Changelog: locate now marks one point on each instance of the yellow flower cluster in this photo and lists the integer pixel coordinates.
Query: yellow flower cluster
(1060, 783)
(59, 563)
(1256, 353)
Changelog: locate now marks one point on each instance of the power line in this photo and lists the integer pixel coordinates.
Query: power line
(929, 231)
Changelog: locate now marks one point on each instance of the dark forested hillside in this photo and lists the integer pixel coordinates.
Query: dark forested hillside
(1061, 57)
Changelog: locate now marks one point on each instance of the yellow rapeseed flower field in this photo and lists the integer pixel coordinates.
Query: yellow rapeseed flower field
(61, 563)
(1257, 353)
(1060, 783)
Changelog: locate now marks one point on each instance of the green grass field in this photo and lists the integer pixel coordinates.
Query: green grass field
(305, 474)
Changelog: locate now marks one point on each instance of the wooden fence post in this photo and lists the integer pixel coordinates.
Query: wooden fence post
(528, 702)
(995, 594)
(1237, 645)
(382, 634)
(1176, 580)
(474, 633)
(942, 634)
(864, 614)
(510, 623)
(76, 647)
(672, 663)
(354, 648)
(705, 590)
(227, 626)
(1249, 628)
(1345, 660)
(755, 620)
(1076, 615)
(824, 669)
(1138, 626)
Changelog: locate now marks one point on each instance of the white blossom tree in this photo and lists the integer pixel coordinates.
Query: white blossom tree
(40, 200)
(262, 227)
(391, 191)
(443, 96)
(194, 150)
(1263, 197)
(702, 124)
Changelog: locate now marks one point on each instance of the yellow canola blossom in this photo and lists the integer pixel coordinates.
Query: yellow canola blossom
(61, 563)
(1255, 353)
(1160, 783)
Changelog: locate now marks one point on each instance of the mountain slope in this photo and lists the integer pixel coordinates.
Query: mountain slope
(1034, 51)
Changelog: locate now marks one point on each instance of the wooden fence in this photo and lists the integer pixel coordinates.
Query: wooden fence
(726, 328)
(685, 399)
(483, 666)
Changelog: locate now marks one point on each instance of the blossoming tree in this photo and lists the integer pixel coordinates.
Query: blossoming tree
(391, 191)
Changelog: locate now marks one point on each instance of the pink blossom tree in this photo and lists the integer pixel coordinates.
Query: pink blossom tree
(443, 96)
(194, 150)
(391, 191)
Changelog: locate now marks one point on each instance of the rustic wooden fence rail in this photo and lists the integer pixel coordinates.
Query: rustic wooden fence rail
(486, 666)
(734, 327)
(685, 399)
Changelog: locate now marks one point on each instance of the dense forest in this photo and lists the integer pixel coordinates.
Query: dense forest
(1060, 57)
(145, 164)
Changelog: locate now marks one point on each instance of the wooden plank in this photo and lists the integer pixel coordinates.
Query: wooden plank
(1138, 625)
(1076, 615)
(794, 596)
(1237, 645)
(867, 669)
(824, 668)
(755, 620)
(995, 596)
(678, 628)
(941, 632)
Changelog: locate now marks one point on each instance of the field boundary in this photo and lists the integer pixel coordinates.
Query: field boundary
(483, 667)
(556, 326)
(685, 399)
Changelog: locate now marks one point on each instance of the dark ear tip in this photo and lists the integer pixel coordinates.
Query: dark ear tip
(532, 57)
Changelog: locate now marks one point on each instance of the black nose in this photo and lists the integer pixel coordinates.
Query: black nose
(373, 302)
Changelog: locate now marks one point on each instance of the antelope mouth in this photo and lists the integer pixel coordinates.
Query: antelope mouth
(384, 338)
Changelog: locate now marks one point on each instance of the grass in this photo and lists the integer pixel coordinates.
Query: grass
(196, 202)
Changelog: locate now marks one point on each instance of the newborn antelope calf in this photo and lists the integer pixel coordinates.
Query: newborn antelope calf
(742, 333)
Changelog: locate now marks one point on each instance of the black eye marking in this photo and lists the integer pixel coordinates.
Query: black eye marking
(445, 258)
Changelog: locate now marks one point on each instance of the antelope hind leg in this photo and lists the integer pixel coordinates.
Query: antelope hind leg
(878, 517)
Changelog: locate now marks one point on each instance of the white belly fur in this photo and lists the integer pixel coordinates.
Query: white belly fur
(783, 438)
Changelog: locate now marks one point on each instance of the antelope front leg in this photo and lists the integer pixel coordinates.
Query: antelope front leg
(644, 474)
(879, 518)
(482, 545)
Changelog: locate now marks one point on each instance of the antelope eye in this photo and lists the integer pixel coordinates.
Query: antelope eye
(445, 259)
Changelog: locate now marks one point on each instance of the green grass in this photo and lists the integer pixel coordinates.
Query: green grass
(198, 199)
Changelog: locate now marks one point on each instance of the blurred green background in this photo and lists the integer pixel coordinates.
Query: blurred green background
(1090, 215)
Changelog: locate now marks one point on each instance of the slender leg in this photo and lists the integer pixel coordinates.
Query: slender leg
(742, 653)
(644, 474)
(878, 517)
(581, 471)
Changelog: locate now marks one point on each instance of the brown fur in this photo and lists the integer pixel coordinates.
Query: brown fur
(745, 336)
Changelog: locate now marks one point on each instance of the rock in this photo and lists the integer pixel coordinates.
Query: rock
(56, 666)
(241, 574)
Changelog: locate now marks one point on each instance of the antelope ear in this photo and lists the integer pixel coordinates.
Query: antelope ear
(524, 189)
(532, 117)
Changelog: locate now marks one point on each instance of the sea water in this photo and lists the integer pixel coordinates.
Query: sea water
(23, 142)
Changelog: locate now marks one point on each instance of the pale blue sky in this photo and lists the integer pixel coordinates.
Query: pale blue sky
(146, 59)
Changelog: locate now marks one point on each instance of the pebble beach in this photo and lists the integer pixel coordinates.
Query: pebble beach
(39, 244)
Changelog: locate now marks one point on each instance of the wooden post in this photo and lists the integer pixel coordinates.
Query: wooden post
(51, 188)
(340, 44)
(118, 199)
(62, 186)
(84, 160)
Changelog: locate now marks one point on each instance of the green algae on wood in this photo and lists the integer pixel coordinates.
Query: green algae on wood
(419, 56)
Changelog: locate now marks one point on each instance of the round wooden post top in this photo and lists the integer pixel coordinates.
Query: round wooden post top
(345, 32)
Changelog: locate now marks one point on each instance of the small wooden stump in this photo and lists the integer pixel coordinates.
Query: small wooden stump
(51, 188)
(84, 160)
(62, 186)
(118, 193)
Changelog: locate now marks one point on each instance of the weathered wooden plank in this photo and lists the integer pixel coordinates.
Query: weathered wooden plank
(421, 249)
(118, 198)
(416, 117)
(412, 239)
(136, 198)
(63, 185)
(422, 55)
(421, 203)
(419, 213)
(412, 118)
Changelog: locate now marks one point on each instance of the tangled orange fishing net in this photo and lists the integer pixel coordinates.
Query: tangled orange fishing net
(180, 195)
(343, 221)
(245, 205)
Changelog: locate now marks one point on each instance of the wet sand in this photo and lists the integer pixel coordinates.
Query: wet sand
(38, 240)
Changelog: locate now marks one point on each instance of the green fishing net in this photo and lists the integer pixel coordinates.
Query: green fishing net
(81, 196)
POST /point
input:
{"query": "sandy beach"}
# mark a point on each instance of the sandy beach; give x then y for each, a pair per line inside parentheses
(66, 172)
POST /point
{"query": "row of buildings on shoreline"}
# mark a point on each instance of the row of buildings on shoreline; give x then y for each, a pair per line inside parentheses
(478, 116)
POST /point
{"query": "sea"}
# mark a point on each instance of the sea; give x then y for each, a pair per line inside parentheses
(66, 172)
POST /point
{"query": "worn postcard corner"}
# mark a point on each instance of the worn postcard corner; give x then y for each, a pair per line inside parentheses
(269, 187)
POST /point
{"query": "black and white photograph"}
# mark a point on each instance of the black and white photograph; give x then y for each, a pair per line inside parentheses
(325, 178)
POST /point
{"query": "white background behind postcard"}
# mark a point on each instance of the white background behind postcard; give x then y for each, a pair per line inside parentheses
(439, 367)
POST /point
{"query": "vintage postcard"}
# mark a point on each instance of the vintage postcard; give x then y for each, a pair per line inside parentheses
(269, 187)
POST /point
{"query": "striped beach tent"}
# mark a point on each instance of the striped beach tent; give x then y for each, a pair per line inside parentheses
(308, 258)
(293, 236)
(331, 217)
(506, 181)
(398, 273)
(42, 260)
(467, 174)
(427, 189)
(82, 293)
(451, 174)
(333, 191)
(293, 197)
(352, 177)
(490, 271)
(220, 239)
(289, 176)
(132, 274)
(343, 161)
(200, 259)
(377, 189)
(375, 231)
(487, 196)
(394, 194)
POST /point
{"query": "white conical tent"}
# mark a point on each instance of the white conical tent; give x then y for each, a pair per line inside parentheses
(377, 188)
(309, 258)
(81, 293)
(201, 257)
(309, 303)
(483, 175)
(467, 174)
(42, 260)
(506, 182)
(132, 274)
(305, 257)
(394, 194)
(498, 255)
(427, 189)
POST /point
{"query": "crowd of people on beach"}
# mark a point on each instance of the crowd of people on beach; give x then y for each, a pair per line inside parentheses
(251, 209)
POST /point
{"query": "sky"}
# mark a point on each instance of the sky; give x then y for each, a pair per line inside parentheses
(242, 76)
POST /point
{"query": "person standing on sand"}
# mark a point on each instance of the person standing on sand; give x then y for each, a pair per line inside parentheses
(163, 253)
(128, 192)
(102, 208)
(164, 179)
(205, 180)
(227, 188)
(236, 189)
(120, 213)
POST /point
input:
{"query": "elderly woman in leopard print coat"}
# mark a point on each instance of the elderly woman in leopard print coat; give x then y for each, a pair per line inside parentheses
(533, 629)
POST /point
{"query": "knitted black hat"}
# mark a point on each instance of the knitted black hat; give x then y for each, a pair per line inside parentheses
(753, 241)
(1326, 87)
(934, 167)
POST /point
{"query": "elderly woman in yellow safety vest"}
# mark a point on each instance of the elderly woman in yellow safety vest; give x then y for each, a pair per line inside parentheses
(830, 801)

Aim of the exercise: Count the lines in the entries above that contain the string "people". Reply with the number alone.

Response to the task: 2